(PASSAGE GIVEN):
■ ■ ■
> because they already have good fraud mitigation methods
Then why is it such a big topic, with the banks even deflecting the blame by inventing "identity theft" etc? And even if the banks are fine, the merchants are not, and a new bank should have sprung up to address that. Which leaves us with the remaining option - incumbent banks are cooperating to prevent new competition. I'm not trying to specifically convince you of this paranoia, but provide it as something that may have to be overcome by a digital payment system to be adopted.
> Chaum's design, a person who double-spends is eventually ejected from the system
I'm hazy on my ecash citations. Is "Chaum's design" the one where merchants are assigned identities, payment is offline but specific to the merchant's identity, and a double spender's identity is revealed if a coin has been spent at two different merchants? That's the system that's stuck in my head as best-in-breed if there is a bank on board.
But what I've been trying to get across here is that Bitcoin provides a property none of those other systems provided - freedom from a trusted "issuer"/bank/etc. (While those protocols don't trust the bank to preserve privacy, they do trust the bank to administer the currency by being the counterparty to the tokens.)
> People might still be able to forge transactions, due to some other property of the Bitcoin protocol that composes poorly with DSA/SHA2
Oh sorry, you caught me with my rigor-pants down. What I meant to say is that being built from those primitives, it could be proved as secure as those primitives. Unlike the Byzantine agreement component, which will always have other security tradeoffs beyond SHA2.
> What does "authoritative" actually mean in the absence of an authority? Without a good definition, it is hard to actually say what a solution would have to look like.
When we give up trusted authorities (and specific "parties" necessarily created by some trusted authority), what remains? What differentiates "the majority" ? One of the few things I see is computing power.
> Sybil attacks are still possible; the only difference is that now the attacker will need more CPU power
No, Sybil attacks have been defined away, as they depend on some notion of "parties". The "honest parties" wishful-thinking has vanished, leaving only "majority of computation" as the network authority. Of course the merits of this security model are still up for debate, but it seems to mostly work.
> The fact that Tuesday's fork could happen is pretty strong evidence that Bitcoin is not really a solution to the problem
Erm, given that the fork was a rare event, it actually shows that Bitcoin is mostly solving the problem, just not perfectly.
> What exactly can be done to "mitigate" double spending in Bitcoin? There is no system for denying access to the network
Lol. "no system for" is not the same as "system prevents" (see what happened to the End to End principle). I guarantee we will eventually see exchanges exerting control over what constitutes "valid transactions" and "the network". This is Bitcoin's real weakness.
■ ■ ■
(RECORDED DATA):

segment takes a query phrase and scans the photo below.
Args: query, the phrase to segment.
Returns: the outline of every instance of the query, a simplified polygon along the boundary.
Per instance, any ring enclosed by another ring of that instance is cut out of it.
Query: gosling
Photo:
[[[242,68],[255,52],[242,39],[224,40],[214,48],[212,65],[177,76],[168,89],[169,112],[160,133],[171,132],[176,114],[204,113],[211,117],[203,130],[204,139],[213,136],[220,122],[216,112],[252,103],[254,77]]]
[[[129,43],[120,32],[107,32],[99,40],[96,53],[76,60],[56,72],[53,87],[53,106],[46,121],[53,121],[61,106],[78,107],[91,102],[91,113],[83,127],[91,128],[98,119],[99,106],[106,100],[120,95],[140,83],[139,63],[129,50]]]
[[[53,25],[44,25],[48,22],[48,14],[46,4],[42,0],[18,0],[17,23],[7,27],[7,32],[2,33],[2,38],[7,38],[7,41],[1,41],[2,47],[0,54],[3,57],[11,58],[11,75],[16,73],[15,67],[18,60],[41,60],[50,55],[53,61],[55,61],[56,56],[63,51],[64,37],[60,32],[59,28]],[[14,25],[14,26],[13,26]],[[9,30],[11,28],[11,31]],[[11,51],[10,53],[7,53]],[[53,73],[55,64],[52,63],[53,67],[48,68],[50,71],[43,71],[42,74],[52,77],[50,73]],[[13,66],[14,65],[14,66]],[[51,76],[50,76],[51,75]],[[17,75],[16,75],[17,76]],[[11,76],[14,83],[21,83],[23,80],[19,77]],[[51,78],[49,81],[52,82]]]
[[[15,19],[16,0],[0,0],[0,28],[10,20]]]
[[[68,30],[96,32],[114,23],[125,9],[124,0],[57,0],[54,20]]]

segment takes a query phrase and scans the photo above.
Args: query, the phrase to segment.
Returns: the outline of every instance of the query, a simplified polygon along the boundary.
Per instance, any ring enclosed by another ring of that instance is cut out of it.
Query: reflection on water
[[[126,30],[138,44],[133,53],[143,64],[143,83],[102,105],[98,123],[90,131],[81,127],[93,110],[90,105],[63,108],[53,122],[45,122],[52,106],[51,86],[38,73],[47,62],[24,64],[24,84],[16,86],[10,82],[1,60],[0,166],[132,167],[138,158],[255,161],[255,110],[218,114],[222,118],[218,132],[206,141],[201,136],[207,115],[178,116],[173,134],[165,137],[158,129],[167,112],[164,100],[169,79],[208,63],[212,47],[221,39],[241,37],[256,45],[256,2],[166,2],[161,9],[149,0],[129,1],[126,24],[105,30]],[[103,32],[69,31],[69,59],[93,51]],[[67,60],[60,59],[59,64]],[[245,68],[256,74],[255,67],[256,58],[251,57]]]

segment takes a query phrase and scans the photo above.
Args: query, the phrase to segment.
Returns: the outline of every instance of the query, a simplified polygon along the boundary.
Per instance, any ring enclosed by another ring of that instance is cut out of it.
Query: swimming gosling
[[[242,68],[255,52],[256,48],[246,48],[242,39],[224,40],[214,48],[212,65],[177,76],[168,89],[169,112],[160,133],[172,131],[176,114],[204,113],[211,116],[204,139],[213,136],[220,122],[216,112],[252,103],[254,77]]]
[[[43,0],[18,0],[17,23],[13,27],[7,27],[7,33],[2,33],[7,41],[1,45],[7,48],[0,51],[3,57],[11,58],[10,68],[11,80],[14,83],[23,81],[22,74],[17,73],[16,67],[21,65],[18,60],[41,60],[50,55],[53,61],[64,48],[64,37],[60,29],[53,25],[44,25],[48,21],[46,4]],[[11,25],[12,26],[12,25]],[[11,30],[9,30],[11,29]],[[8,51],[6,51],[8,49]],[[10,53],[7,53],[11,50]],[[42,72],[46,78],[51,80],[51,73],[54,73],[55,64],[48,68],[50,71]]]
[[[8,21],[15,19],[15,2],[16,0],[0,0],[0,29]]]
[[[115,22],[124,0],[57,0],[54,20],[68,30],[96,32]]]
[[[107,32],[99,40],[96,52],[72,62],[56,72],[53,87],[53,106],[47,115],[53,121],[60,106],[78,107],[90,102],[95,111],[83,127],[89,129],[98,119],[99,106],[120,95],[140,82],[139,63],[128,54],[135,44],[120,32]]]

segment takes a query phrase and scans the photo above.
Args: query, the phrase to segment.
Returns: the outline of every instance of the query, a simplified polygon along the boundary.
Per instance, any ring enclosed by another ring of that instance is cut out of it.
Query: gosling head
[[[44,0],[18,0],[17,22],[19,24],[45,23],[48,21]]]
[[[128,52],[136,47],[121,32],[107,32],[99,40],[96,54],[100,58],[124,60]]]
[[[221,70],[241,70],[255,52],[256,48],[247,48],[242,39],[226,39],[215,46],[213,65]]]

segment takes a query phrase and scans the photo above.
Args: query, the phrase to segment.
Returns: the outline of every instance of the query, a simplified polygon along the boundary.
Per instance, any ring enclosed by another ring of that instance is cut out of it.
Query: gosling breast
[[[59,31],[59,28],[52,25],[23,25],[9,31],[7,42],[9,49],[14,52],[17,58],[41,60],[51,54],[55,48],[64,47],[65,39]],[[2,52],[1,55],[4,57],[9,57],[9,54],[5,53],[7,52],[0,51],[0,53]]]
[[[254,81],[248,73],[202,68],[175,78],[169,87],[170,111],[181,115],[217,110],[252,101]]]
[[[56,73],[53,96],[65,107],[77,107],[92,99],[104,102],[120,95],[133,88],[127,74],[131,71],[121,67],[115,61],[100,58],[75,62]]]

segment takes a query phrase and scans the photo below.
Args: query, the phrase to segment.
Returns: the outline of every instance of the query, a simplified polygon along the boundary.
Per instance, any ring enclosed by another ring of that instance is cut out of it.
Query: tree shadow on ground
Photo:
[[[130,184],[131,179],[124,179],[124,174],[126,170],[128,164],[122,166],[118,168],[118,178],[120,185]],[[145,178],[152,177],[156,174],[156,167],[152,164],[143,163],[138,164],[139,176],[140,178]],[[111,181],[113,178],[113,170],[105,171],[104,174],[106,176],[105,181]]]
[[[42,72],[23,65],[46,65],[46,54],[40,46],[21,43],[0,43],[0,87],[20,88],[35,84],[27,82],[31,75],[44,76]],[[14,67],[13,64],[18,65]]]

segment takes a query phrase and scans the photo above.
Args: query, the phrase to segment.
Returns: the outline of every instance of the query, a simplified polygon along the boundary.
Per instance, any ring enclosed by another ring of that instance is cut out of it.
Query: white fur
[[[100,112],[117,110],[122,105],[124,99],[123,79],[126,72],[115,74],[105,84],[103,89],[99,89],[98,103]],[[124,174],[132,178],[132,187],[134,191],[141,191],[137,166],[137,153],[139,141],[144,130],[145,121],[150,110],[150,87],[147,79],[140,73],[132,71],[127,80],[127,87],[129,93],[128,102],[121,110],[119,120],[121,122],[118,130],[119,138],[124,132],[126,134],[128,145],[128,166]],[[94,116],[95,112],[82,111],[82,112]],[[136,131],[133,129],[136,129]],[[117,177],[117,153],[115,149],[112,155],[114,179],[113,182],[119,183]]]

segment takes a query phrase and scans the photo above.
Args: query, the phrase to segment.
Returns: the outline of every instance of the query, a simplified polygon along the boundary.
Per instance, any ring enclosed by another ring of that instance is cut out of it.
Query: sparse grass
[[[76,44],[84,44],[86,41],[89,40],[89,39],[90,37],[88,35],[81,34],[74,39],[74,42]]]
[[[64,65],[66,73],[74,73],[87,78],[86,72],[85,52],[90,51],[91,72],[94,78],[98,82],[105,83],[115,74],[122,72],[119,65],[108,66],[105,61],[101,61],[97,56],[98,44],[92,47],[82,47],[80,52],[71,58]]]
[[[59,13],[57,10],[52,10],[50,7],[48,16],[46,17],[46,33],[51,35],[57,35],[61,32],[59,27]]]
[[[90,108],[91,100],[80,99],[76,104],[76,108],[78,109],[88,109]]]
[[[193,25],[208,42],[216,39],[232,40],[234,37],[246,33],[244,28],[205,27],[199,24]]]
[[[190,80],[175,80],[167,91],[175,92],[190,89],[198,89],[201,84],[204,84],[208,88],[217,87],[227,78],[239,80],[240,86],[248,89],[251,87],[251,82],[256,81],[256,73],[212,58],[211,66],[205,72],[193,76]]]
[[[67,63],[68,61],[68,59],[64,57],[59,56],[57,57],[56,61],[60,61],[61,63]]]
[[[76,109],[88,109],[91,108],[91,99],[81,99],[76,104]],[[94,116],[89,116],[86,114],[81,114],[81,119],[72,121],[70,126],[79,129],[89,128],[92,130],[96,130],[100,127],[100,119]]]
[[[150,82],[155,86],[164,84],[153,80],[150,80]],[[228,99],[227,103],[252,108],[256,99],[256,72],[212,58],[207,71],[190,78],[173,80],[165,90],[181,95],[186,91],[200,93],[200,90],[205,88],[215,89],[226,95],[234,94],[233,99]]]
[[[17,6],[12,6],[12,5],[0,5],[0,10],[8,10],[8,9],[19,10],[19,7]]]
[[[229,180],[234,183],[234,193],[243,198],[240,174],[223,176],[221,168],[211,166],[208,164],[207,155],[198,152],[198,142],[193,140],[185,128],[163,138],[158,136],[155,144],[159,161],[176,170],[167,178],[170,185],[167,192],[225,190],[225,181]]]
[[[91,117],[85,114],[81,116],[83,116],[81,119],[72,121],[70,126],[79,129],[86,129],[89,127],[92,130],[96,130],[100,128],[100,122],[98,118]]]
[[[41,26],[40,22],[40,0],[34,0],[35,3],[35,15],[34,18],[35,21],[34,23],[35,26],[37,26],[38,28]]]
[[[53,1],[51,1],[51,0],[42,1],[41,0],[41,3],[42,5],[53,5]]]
■ ■ ■
(YOUR TASK):
Please reproduce word for word the stretch of the Bitcoin discussion from "But what I've" through "to look like.".

(REPLY TO THE TASK):
But what I've been trying to get across here is that Bitcoin provides a property none of those other systems provided - freedom from a trusted "issuer"/bank/etc. (While those protocols don't trust the bank to preserve privacy, they do trust the bank to administer the currency by being the counterparty to the tokens.)
> People might still be able to forge transactions, due to some other property of the Bitcoin protocol that composes poorly with DSA/SHA2
Oh sorry, you caught me with my rigor-pants down. What I meant to say is that being built from those primitives, it could be proved as secure as those primitives. Unlike the Byzantine agreement component, which will always have other security tradeoffs beyond SHA2.
> What does "authoritative" actually mean in the absence of an authority? Without a good definition, it is hard to actually say what a solution would have to look like.